- Source passage

________________________

Combining vaccines is disturbing. It might make sense in one example. I’ve learned that two doses of the AZ vaccine sometimes don’t work optimally because, after the first dose, the recipient had already become immune to the chimp adenovirus vector! A second dose of Sputnik...
... is rational as they’ve used a different viral vector. So no prior immunity.
Where it comes to combining, for example, Pfizer & AZ is immunologically unsound. Each is completely different so the second dose won’t “boost” the first. It’ll be as if someone was given two first...
... doses. That’ll yield inferior immunity compared with two doses of the same vaccine. 
Would someone intimate without the details of the proposed mixing trials let us know why this isn’t an issue?
It’s surely an easier thing to use available supply to match up people for the same second dose than to run a second very complex clinical trial.

________________________

- Records
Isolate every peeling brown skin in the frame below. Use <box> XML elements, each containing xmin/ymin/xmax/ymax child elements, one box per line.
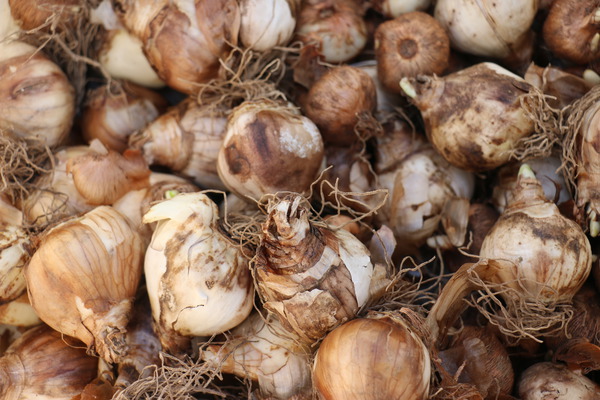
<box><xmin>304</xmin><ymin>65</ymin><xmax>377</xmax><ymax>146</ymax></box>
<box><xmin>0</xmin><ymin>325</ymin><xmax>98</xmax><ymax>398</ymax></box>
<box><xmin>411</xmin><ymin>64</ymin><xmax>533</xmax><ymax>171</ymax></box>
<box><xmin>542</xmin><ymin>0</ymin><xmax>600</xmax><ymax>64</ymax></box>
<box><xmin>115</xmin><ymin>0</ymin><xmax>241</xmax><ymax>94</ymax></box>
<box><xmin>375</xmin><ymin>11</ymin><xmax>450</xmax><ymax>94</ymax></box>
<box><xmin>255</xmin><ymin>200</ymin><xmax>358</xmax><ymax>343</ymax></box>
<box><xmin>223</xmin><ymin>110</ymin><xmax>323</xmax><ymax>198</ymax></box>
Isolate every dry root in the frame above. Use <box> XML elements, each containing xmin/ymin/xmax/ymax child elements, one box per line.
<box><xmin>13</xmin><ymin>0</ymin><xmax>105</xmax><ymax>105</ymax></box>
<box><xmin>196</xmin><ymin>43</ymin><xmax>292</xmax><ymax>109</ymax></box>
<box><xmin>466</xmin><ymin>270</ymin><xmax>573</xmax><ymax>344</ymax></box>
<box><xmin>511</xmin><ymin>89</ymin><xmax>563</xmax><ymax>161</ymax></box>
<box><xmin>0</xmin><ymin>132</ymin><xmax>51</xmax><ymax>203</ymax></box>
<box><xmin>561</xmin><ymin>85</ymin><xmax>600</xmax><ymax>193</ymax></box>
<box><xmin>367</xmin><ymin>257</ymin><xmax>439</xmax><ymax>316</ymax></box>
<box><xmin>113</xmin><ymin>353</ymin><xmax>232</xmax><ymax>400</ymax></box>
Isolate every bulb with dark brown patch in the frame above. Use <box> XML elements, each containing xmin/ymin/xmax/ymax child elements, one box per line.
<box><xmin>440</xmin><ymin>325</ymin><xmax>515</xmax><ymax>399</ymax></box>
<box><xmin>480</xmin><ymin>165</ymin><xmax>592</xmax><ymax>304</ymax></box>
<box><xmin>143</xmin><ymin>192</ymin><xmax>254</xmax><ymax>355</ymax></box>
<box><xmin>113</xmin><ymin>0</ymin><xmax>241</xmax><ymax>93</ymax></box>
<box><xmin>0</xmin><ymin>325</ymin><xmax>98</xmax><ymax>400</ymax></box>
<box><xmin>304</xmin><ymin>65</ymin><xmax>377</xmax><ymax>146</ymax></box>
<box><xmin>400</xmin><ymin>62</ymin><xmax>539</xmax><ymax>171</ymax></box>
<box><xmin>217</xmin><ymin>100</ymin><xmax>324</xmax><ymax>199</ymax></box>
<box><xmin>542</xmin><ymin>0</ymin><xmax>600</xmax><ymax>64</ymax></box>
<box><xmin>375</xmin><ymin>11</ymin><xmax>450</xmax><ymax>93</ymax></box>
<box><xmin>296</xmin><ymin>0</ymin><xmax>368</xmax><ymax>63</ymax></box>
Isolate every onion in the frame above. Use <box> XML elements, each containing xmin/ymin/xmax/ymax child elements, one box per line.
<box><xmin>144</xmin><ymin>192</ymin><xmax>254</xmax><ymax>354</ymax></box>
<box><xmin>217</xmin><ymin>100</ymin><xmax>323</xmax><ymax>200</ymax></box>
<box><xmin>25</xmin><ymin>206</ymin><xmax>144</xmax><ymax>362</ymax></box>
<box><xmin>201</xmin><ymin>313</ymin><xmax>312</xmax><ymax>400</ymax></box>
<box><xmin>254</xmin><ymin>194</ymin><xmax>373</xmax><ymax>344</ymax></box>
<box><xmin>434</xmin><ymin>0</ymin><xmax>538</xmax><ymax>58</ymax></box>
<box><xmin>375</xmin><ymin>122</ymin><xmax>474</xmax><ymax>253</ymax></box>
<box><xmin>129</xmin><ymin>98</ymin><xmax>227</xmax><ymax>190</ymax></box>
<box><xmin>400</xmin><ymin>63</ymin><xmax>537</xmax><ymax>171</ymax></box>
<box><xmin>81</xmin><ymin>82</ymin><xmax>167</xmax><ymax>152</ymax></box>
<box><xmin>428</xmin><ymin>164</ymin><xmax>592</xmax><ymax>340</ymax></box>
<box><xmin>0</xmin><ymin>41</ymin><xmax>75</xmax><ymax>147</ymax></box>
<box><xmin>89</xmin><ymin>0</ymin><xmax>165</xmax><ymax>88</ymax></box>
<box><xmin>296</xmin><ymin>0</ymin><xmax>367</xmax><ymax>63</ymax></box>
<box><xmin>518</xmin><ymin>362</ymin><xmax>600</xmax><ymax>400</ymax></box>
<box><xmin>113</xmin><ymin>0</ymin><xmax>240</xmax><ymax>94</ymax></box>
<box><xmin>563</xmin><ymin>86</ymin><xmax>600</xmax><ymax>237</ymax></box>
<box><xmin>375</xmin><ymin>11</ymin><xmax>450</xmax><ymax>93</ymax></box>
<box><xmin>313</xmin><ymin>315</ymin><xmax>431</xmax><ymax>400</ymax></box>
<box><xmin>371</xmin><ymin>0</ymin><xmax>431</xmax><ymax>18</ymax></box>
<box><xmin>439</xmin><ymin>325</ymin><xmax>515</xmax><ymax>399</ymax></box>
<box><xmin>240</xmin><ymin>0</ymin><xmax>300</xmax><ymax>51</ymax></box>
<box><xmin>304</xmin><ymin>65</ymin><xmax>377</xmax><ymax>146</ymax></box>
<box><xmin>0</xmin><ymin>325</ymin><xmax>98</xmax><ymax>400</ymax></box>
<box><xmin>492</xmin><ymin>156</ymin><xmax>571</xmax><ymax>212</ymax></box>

________________________

In the text on combining vaccines, what reason does it give for two doses of the AZ vaccine sometimes not working optimally?

After the first dose, the recipient had already become immune to the chimp adenovirus vector.